» SET EXERCISE
Your task is to copy the listing exactly. Drop any pictures from the copy.

» STORED DATA
****************

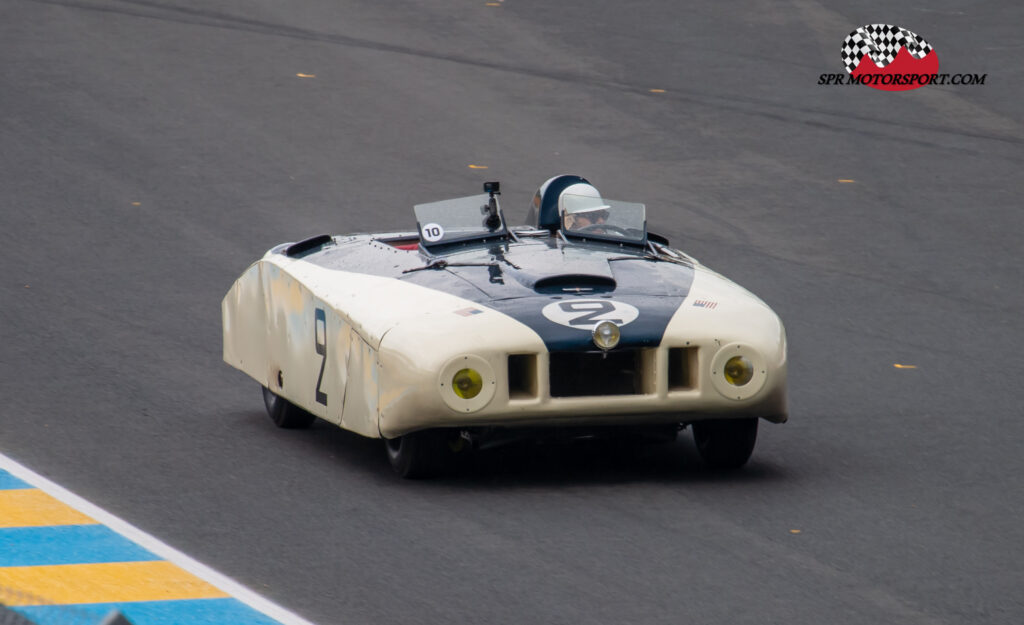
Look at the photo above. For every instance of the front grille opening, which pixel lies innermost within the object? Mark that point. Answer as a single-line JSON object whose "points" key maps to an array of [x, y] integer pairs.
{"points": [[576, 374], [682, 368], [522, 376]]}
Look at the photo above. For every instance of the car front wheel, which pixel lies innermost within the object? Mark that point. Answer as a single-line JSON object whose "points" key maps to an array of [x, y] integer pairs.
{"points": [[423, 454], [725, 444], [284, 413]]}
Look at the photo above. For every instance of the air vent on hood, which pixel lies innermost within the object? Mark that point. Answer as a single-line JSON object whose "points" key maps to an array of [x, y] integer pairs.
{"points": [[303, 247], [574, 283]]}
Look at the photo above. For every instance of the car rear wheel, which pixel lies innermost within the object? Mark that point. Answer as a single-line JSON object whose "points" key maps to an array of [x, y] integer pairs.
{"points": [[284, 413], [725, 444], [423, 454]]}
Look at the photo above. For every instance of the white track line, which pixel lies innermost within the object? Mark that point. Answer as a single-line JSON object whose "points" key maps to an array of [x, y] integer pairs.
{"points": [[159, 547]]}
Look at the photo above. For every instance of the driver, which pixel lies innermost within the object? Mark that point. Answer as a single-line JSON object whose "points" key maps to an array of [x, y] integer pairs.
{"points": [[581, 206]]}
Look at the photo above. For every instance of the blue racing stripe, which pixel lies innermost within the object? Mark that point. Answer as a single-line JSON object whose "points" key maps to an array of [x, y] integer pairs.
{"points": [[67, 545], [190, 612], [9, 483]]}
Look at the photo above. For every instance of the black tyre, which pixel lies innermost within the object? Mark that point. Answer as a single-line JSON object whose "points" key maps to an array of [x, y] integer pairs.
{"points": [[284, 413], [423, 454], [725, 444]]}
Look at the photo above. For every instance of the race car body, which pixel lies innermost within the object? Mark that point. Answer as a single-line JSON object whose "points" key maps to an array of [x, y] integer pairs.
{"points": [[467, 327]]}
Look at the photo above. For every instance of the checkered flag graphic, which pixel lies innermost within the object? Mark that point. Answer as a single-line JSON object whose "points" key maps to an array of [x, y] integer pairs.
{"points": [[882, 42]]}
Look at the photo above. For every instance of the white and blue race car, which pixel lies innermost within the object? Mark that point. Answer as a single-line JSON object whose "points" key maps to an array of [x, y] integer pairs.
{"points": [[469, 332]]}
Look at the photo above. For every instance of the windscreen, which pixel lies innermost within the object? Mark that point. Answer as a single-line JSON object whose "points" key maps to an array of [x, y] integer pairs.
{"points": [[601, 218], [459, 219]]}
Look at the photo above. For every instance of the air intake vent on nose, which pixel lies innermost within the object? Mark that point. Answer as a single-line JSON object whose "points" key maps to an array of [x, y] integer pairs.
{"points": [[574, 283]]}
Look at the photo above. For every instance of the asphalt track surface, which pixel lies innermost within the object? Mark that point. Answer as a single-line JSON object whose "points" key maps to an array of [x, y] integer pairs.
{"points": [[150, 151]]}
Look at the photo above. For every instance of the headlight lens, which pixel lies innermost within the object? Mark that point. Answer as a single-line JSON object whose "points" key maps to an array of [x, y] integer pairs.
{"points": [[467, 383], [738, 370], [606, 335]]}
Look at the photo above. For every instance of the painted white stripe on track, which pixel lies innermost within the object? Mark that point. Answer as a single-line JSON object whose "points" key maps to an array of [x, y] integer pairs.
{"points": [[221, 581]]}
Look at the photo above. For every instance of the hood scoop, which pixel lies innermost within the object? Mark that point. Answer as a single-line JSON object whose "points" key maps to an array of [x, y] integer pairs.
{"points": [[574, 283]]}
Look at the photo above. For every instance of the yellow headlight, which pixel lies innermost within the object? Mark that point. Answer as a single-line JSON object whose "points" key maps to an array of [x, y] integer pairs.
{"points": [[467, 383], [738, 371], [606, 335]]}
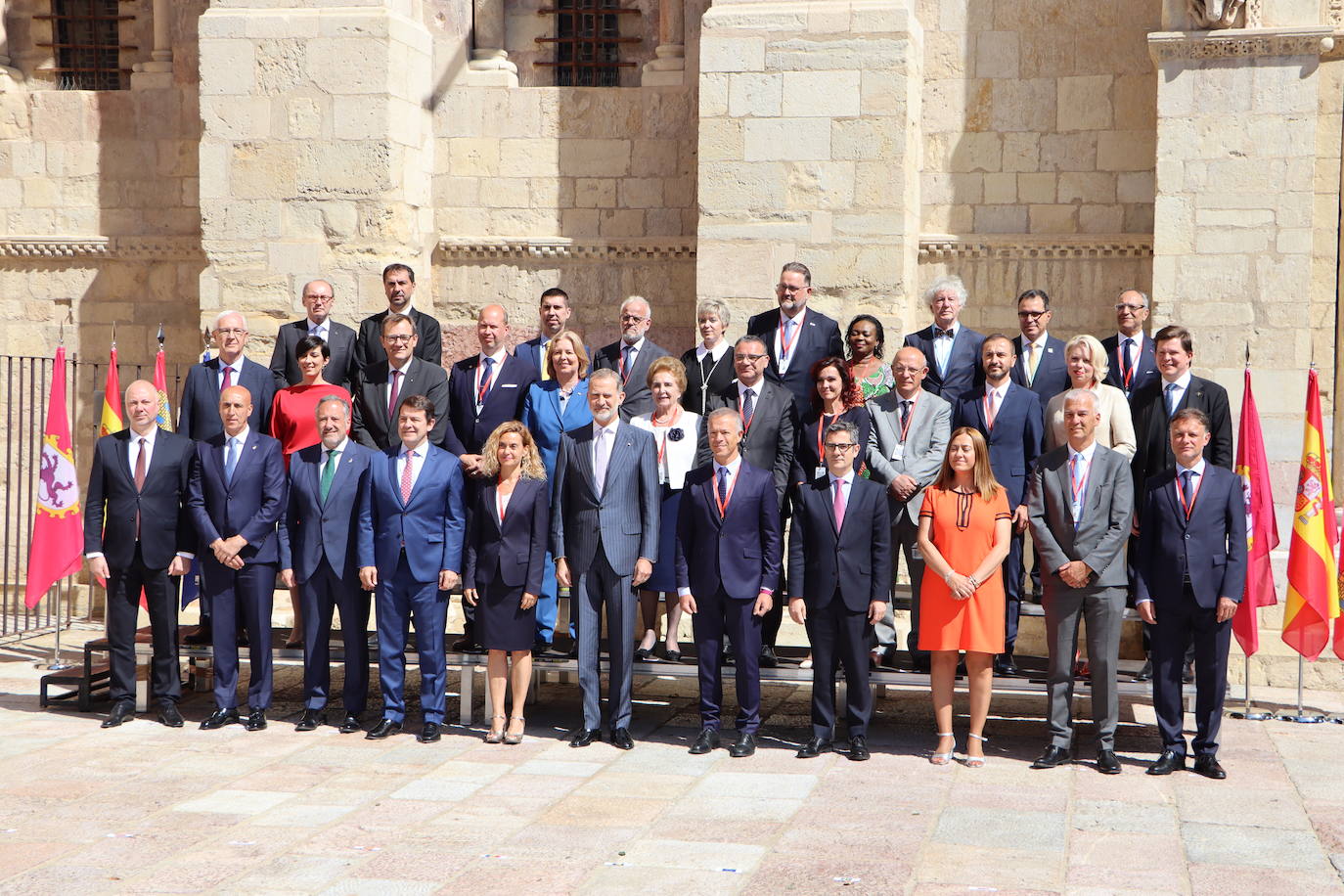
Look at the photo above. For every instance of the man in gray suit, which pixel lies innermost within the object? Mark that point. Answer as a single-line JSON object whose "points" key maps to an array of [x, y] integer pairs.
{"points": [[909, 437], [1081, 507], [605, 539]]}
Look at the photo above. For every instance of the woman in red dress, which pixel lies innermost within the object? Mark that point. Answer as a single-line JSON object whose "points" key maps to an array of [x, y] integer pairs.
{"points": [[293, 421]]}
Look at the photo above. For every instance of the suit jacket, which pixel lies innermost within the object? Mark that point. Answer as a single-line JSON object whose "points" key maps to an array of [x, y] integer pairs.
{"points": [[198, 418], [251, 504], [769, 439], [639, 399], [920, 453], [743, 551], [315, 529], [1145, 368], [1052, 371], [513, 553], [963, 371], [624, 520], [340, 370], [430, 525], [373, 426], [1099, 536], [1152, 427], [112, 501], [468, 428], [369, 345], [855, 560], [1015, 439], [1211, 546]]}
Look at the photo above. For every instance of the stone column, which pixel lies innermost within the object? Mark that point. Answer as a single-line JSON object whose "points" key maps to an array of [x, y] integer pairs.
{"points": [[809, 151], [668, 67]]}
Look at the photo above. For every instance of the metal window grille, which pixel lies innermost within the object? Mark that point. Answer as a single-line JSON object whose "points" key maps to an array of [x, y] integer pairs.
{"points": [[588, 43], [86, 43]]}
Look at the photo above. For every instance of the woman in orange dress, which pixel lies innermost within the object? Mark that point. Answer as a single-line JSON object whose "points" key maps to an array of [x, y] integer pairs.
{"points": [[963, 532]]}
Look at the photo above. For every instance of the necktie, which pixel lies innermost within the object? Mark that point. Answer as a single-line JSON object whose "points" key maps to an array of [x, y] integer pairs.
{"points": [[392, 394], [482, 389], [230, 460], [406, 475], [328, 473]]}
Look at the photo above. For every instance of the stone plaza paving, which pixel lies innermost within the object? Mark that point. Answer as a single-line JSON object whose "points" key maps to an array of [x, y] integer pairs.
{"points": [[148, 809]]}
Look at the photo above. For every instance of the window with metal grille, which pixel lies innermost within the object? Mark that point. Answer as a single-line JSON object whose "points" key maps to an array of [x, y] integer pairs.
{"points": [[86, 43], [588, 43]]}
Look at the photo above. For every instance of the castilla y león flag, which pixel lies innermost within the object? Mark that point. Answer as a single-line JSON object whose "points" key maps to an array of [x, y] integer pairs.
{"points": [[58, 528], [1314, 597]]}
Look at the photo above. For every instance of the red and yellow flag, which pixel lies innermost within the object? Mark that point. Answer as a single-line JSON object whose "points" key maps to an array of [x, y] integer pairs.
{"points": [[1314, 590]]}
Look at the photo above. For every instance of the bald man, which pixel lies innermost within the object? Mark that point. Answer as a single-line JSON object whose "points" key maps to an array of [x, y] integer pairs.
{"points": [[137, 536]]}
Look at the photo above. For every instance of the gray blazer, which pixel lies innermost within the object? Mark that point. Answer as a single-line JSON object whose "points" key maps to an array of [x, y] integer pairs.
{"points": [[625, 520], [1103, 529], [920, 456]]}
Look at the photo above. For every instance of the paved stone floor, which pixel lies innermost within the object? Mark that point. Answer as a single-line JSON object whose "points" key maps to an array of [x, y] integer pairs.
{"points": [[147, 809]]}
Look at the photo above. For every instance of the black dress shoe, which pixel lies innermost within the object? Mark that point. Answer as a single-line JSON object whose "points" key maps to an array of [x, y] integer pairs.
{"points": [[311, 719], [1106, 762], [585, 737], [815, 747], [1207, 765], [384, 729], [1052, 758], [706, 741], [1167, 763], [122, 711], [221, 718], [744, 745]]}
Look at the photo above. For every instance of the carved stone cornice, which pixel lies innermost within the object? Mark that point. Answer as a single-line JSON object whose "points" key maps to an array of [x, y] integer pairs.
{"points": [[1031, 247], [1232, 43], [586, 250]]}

****************

» WRITTEN RESPONSE
Look at the photo above. For every instance of the front grille opening, which pixel lies innermost within the object? Mark that point. Answer as a single-line JSON object whose "points" key maps to an array of [x, y] integer pairs.
{"points": [[576, 374], [682, 368], [522, 376]]}
Look at the photo above. For every instance of the car front wheel, which pixel lies innermost within the object? Mark that point. Answer as a single-line JSON object whose "points" key maps to an array of [x, y] integer pairs.
{"points": [[423, 454], [725, 444], [284, 413]]}
Look at the photo above. For every instance of the air vent on hood, which pixel lies innermost within the object? Mark that point. Answer as a single-line JSON object whose "points" key maps to an array of [x, y] integer pairs.
{"points": [[303, 247], [574, 283]]}
Look at the photo above. For every instance of the car rear wheel, which pixel lies innermost within the object? Mark that point. Answer as a single-line JSON object whose "points" key maps to an array of [x, y] integer pairs.
{"points": [[284, 413], [725, 444], [423, 454]]}
Look at the photo above. For every instance of the white track line, which pixel lies innermost within the object? Mark that point. Answer as a single-line JSON object whose "points" key maps to an array of [x, y] integer pairs.
{"points": [[159, 547]]}
Look at the photo above. For every instance of the driver, which pixel lies innermost within the object? Mark that point. Answer as a single-line JSON object whose "points" key maps to an array of [x, y] integer pairs.
{"points": [[581, 206]]}
Look at the photo above. For every instance of the blue racing stripe, which pixel lies innermost within the object? Mark that point. Answer as a single-line JSON object whose "points" key maps to an array of [x, y] integer pairs.
{"points": [[67, 545], [190, 612], [9, 483]]}
Look at the photo above. For every instance of the black tyre, which pixel lies innermost within the object? Mark that point. Answer as a single-line JSON object whose "points" key maps to an array of [x, y] integer pairs.
{"points": [[284, 413], [423, 454], [725, 444]]}
Look at the photo above. For every instance of the race car body, which pixel lies innermost within the object? Mark that point. Answer as a single-line JSON object whose "points" key maps to an array of [x, y] integer pairs.
{"points": [[467, 327]]}
Look at the photo above. For every instance of the checkered flag graphic, which pixel lies innermost within the object? Mark that point. Answer as a single-line JSON object whose "points" key maps to an array of [x, y] integer pairs.
{"points": [[882, 42]]}
Look at the photo above. For every instance of the white and blue race car, which pixel lies innermost within the object? Mark that point. Answer as a single-line JSON object whose "points" key maps to an array of [x, y] integer pairs.
{"points": [[469, 332]]}
Look at the photo above. For every instance of the windscreen, which pixel lies innermost within the object? Mark that point. Answer as a single-line JSON object whose "points" key maps to an array of [x, y] integer pairs.
{"points": [[601, 218], [459, 219]]}
Look at the photo above. For every instance of the air intake vent on nose, which pixel lies innermost within the object? Mark that point. Answer as a single-line JSON object whose "points" key maps to an array of [x, y] integer pairs.
{"points": [[574, 283]]}
Look at the photo above. For every instance of the asphalt track surface, which pixel lies innermost within the object? Mark that point. Answer as a single-line JSON object whose "points" key maps to an array of [x, y] integer pairs.
{"points": [[150, 151]]}
Look at the photo above. For every instance of the headlight lens, which pixel lies innermost within the object? Mark that point. Answer as a single-line JSON object whose "points" key maps to an array of [x, y] integer pairs.
{"points": [[467, 383], [738, 370], [606, 335]]}
Look at the photo above. For every instance of the painted white stripe on track, which pixel lies innermost within the object? Mark that point. Answer as a single-line JSON object whose "points" key maps to an array of [x, y] integer pairs.
{"points": [[221, 581]]}
Look at the photo above. For every instance of the hood scoop, which pixel lies innermost within the object? Mark that point. Answer as a single-line JSON object whose "points" key maps to an array of [x, y] integer pairs.
{"points": [[574, 283]]}
Look at the photo above. For every instance of the yellow headlight, which pixel lies innermost within the object? Mark that point. Answer as a single-line JSON object whose "points" key maps to an array of [x, y] integer pairs.
{"points": [[467, 383], [738, 371], [606, 335]]}
Look at the photo above. For every instance of the man in gray suit, which pixel lies innermost within the object? Mark that point. Answer as a single-line JSON object whose "points" key maps to an array of [x, y] integer pairs.
{"points": [[909, 437], [1081, 507], [605, 539]]}
Look at the photo above. For every instance of the woman in red dress, which pixel lies innermost within the object? Mark that point. Answer as a single-line JSON object whose "points" key maps to an array of [x, y] integer pairs.
{"points": [[293, 421]]}
Look at the photo above. For every instance of the suit jacket, which pixel lies innermost within the object? Mark that point. Answer as a single-line JSON object whose "points" key maps to an array of [x, y] integer pairs.
{"points": [[198, 418], [251, 504], [769, 439], [639, 399], [920, 453], [743, 551], [315, 529], [1145, 368], [1052, 371], [513, 553], [963, 371], [624, 520], [340, 370], [430, 525], [373, 426], [1099, 536], [1152, 427], [112, 501], [468, 428], [369, 345], [855, 560], [1015, 439], [1211, 546]]}
Look at the photo above. For every instance of the stone column, which pixel lies innermost within the object? Mark that point. Answer as a single-line JSON object whose "points" key maps to an array of [x, y] integer pairs.
{"points": [[809, 151], [668, 67]]}
Look at the photo above. For every instance of the metal window grille, which pixel lies innermost within the object? Mark that point. Answer as a single-line JSON object whose "points" key maps to an array of [x, y] integer pairs.
{"points": [[588, 43], [86, 43]]}
Look at the photo above. For every instance of the woman in orange dress, which pixel lies innermost within the object? Mark that point. Answer as a single-line JSON object whose "points" key maps to an array of [x, y] integer pairs.
{"points": [[963, 532]]}
Look at the photo above. For every instance of the necktie, which pixel lies innermost within the object? Mark that point. Answer as a single-line JSON object whose "points" key maps to an array of [x, y] integer pairs.
{"points": [[392, 394], [482, 389], [230, 460], [406, 475], [328, 473]]}
Look at the photo above. For every instance of the stone plaza paving, which pixel lies innermost within the object? Mark that point. Answer as a single-line JSON object whose "points" key maps to an array of [x, y] integer pairs.
{"points": [[148, 809]]}
Look at the photo above. For every instance of the window with metal grille, which pixel lies innermost within the object? Mark that point. Answer as a single-line JSON object whose "points" key maps to an array of [x, y] integer pairs.
{"points": [[86, 43], [588, 43]]}
Look at the photo above. For every instance of the castilla y león flag, which pixel lies innermost within the object? Mark that point. Answer as a single-line JSON object whose "points" key maps to an array of [x, y] integer pairs.
{"points": [[58, 528], [1314, 597]]}
Look at the photo above. For every instance of the red and yellow flag, which pixel lies innermost within the object? Mark that point. Answer as a single-line JSON object whose "points" key maps to an array of [x, y] integer pairs.
{"points": [[1314, 590]]}
Look at the photo above. For every instance of the bald man, which pixel lies innermost within the object? Mark that point. Answer as a single-line JSON object whose "points" key maps to an array of [x, y] integer pairs.
{"points": [[137, 536]]}
Look at the photo above. For every instance of the gray blazer, which pixel lies innermost within the object? Mark that point. Answer as a single-line JSON object whose "points" key maps to an array of [x, y] integer pairs.
{"points": [[625, 520], [1103, 529], [920, 456]]}
Look at the photo above. For every instance of the paved stone floor, which pixel lies innermost within the object? Mark that point. Answer as a single-line JSON object whose "points" key maps to an array of [x, y] integer pairs.
{"points": [[147, 809]]}
Look at the photo above. For every instance of the black dress shoe, which pixel lies innermost within the object? Mark that point. Answer as a single-line JSON object whose "points" key maps to an array of [x, y] integer pairs.
{"points": [[311, 719], [1106, 762], [585, 737], [815, 747], [1207, 765], [384, 729], [1052, 758], [706, 741], [1167, 763], [122, 711], [221, 718], [744, 745]]}
Look at the photo above. For every instance of the carved stone cornice, which pixel lies innermost within the object? Mark that point. Answer as a single-line JSON object whose "points" key maps to an array of [x, y] integer pairs.
{"points": [[1031, 247], [1232, 43], [586, 250]]}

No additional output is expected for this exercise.